▶ What the exercise asks
Write the next part of the article on football player John Madsen, picking up after its last sentence.

▶ Exercise text
_ _ _
Personal information
- Born: May 9, 1983 (age 43) Salt Lake City, Utah, U.S.
- Listed height: 6 ft 5 in (1.96 m)
- Listed weight: 240 lb (109 kg)

Career information
- High school: Hunter (West Valley City, Utah)
- College: Utah
- NFL draft: 2006: undrafted

Career history
- Oakland Raiders (2006–2008); Cleveland Browns (2008); Las Vegas Locomotives (2009); Detroit Lions (2010)*;
- * Offseason or practice squad member only

Awards and highlights
- UFL champion (2009);

Career NFL statistics
- Receptions: 19
- Receiving yards: 248
- Receiving touchdowns: 2
- Stats at Pro Football Reference

= John Madsen (American football) =

American football player (born 1983)

John Christopher Madsen (born May 9, 1983) is an American former professional football player who was a tight end in the National Football League (NFL). He was signed by the Oakland Raiders as an undrafted free agent in 2006. He played college football for the Utah Utes.

He was also member of the Cleveland Browns, Las Vegas Locomotives and Detroit Lions.

==Early life==
He graduated in 2001 from Hunter High School in West Valley City, Utah, where he played basketball, but never football. His first experience in organized football was for Snow College, a community college in Ephraim, Utah, where he played wide receiver. After one season, he transferred to the University of Utah and was a productive contributor to the football team at the same position. His career stats at Utah were 85 receptions, for	1146 yards, and 12 touchdowns. Madsen had a 13.5 yards per catch average.
_ _ _
(Stored data entries)
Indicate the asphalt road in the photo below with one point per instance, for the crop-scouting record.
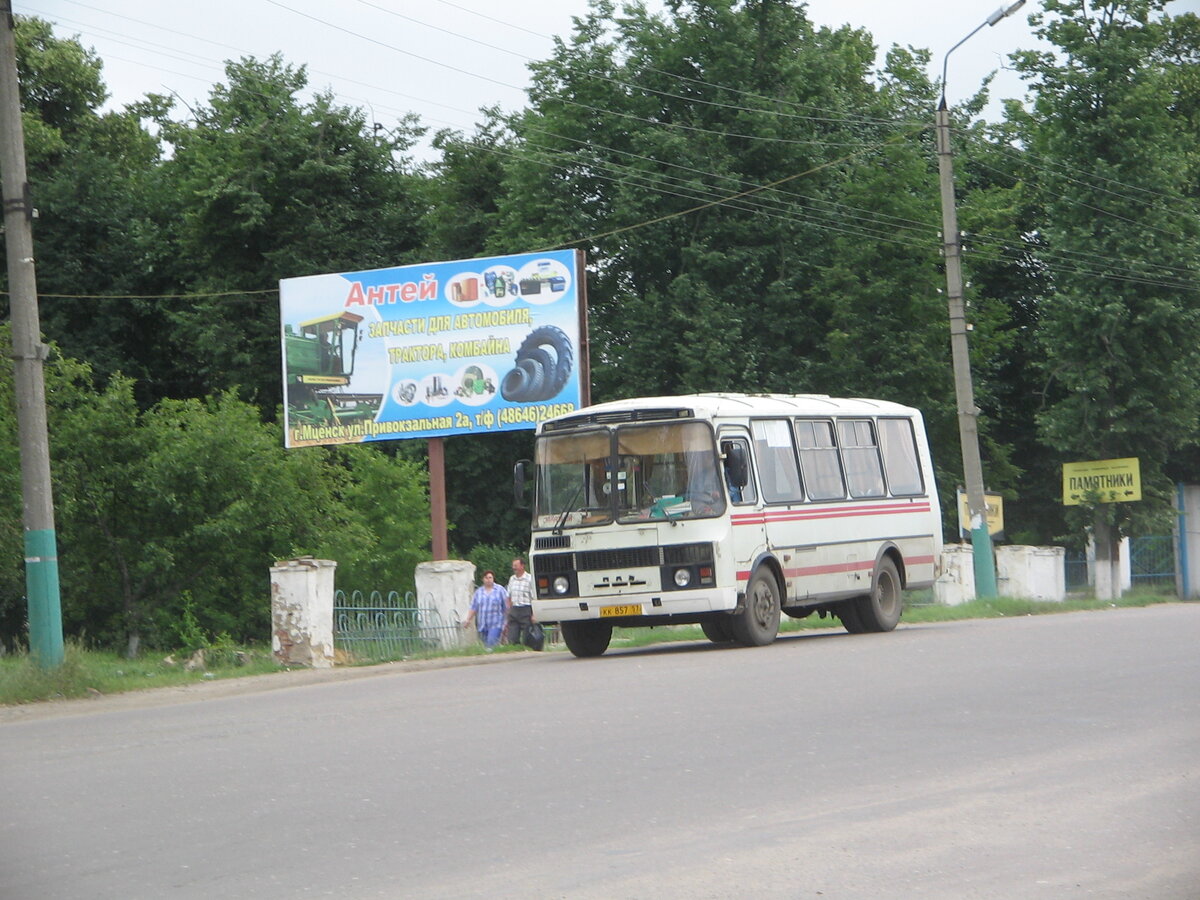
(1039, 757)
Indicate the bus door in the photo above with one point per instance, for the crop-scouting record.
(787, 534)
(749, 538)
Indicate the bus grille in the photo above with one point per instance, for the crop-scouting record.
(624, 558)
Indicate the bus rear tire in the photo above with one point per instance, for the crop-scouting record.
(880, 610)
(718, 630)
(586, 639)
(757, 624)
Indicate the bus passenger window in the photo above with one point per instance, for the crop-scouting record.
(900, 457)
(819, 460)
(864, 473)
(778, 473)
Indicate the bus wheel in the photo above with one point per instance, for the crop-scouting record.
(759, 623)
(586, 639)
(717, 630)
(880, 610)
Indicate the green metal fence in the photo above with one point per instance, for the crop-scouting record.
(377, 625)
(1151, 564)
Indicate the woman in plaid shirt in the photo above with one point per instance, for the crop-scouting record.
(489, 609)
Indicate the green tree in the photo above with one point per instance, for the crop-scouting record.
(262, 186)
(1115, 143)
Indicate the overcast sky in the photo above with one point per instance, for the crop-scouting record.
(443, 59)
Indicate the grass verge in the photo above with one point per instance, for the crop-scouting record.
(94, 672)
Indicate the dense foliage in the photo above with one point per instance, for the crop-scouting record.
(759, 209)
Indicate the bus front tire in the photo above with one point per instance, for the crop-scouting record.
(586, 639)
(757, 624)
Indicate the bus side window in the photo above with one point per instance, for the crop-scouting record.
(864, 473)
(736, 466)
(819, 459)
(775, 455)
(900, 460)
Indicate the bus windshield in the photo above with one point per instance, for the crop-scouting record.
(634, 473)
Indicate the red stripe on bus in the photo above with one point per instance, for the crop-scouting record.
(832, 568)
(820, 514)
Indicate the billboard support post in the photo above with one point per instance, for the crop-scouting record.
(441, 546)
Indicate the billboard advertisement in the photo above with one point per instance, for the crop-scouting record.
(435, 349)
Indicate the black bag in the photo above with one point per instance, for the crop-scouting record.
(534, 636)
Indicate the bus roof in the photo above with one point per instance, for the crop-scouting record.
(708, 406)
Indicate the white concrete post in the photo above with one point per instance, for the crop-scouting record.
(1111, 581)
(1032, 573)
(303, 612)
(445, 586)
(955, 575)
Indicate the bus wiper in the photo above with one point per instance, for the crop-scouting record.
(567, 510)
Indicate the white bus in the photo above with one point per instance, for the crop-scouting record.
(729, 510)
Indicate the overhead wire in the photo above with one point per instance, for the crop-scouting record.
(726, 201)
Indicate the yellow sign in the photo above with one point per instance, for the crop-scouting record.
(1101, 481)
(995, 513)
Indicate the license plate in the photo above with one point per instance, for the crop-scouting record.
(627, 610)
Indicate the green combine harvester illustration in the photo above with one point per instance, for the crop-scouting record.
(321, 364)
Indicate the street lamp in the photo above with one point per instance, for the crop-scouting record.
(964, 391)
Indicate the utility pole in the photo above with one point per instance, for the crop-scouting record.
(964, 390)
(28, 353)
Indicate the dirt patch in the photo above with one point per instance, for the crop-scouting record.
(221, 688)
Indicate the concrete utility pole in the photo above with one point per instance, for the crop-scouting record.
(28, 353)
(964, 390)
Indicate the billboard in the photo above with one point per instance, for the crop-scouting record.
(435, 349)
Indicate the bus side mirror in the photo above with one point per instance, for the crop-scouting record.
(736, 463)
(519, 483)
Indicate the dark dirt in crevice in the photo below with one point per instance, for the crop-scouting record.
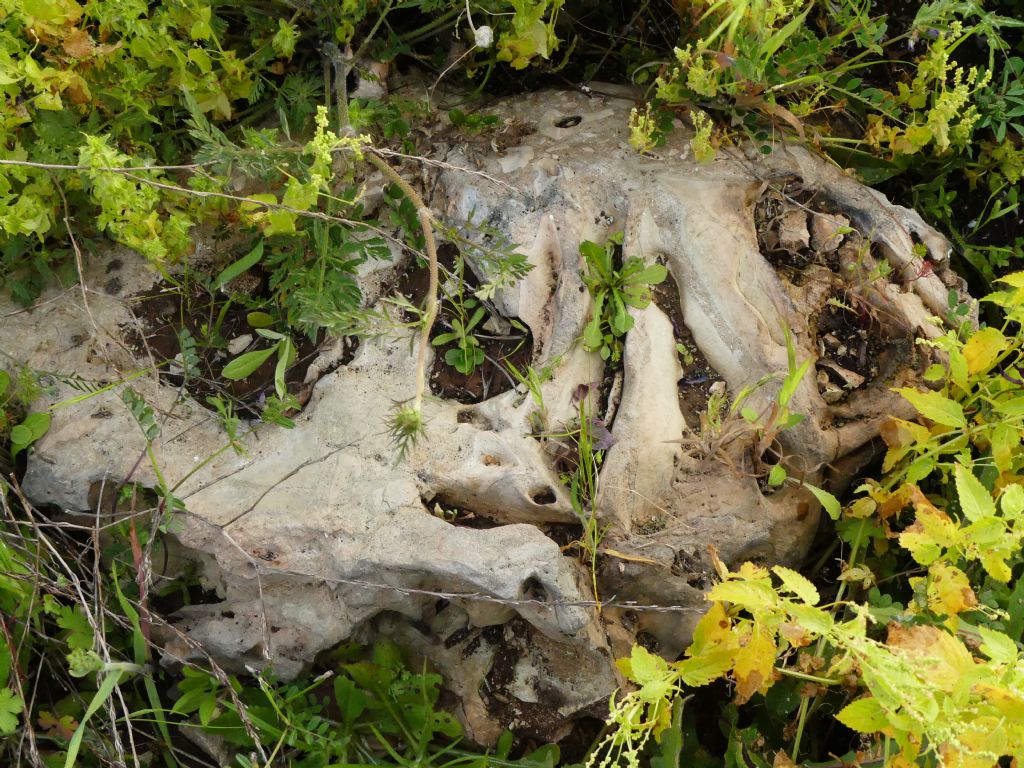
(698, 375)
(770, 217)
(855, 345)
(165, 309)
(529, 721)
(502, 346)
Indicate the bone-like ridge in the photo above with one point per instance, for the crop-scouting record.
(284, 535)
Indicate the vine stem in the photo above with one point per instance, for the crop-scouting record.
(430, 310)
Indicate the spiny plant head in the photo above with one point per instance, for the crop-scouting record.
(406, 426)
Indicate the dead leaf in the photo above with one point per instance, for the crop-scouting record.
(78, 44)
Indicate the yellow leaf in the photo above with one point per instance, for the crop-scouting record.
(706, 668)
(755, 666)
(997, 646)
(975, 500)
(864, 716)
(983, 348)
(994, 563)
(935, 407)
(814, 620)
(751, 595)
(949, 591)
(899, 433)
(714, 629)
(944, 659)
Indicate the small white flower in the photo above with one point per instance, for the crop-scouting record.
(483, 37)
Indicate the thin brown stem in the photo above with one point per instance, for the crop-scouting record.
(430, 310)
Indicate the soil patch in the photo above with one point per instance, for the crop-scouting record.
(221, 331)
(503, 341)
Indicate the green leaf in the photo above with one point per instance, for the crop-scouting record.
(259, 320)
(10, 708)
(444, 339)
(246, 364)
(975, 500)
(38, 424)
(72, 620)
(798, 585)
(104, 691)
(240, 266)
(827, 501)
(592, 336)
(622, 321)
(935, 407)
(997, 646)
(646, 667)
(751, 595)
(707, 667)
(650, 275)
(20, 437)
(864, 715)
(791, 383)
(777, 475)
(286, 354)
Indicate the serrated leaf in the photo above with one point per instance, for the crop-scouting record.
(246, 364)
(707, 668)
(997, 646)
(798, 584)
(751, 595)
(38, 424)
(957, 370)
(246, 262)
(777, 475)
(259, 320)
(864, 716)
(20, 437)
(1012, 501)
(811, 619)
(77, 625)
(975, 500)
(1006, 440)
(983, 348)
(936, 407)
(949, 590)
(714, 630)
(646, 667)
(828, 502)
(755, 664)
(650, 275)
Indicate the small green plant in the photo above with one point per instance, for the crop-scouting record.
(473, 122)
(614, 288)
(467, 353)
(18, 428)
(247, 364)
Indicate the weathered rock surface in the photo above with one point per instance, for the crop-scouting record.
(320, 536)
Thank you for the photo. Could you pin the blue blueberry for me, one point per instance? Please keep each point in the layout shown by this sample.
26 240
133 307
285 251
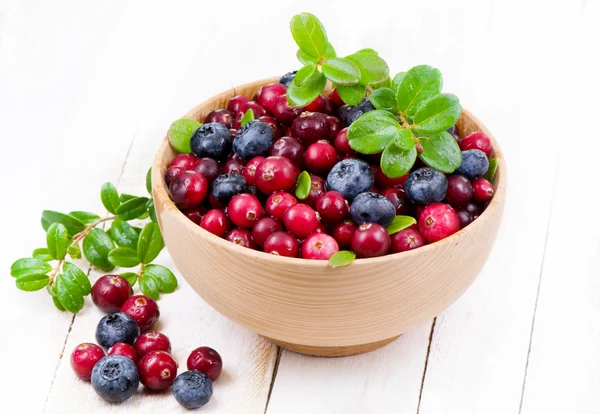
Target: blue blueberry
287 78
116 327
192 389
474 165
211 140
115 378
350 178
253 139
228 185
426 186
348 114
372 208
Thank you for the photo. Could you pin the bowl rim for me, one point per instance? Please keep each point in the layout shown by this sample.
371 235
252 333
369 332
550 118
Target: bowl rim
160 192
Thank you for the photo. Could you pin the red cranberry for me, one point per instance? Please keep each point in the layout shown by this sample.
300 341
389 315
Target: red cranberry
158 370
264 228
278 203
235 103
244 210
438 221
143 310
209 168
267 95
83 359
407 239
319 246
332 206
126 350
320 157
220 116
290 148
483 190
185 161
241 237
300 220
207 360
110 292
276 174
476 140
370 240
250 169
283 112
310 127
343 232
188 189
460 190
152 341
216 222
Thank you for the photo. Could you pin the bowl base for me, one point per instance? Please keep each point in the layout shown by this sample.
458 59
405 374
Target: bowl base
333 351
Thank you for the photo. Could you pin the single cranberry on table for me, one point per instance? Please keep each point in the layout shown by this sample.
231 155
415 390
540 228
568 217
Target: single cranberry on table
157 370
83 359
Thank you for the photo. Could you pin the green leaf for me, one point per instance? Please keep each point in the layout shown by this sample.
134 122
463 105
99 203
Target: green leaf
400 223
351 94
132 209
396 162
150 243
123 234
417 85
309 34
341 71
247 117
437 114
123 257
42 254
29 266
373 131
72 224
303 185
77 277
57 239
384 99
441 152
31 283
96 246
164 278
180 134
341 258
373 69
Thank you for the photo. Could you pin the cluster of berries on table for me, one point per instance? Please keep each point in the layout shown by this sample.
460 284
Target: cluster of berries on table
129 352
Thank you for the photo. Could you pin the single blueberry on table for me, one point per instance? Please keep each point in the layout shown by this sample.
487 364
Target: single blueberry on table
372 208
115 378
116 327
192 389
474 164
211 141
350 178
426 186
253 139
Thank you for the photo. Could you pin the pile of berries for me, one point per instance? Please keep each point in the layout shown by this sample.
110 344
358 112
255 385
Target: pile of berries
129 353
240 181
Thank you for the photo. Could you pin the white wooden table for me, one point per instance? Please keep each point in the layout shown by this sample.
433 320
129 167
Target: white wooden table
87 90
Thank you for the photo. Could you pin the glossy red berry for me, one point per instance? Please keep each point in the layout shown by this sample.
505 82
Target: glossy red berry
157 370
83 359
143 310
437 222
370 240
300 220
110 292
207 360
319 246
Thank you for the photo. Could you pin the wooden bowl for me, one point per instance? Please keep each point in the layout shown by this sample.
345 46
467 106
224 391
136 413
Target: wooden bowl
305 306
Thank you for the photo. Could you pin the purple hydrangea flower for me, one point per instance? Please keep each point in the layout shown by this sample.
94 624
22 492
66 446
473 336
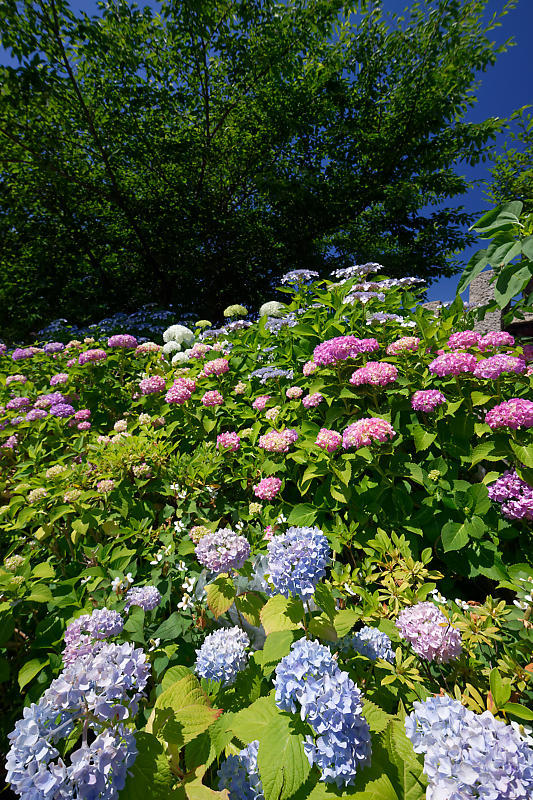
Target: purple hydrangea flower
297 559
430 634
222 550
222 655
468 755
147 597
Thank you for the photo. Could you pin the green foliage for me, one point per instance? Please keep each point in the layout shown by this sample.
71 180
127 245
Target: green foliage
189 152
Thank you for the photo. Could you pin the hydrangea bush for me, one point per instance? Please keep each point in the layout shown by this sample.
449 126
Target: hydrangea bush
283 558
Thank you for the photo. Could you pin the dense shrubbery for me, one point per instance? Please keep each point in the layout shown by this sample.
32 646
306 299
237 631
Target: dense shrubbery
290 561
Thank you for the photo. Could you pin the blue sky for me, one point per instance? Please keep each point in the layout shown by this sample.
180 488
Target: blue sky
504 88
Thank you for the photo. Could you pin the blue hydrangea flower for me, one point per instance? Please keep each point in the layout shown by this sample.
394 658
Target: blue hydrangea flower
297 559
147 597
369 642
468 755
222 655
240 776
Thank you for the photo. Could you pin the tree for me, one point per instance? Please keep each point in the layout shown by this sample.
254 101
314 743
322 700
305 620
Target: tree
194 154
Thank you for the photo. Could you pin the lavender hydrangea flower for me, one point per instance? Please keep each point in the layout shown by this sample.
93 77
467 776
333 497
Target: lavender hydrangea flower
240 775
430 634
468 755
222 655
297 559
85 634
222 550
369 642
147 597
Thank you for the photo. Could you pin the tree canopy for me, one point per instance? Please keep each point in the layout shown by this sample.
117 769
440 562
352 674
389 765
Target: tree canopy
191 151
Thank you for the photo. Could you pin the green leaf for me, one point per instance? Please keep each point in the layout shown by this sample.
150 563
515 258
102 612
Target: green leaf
_ _ _
▶ Exercise result
==Professional career==

===Oakland Raiders===
Originally a wide receiver, Madsen was converted to tight end in order to make the team. He was the only undrafted free agent to make the Raiders' initial 53-man squad in 2006. Undrafted rookies WR Will Buchanan and OLB Ricky Brown were signed to the active roster later in the season. Madsen was an exclusive-rights free agent in 2008 and re-signed on March 21. He was released by the team on September 20 after tight end Ben Troupe was signed.

Madsen was re-signed by the Raiders after offensive tackle Seth Wand was placed on injured reserve on October 6, 2008. He was released again on November 13.

===Cleveland Browns===
Madsen was signed by the Cleveland Browns on December 17, 2008, after tight end Steve Heiden was placed on injured reserve but only saw action in 4 games. He was waived on August 24, 2009.

===Detroit Lions===
Madsen signed with the Detroit Lions on May 11, 2010, but was waived 3 days later on May 14.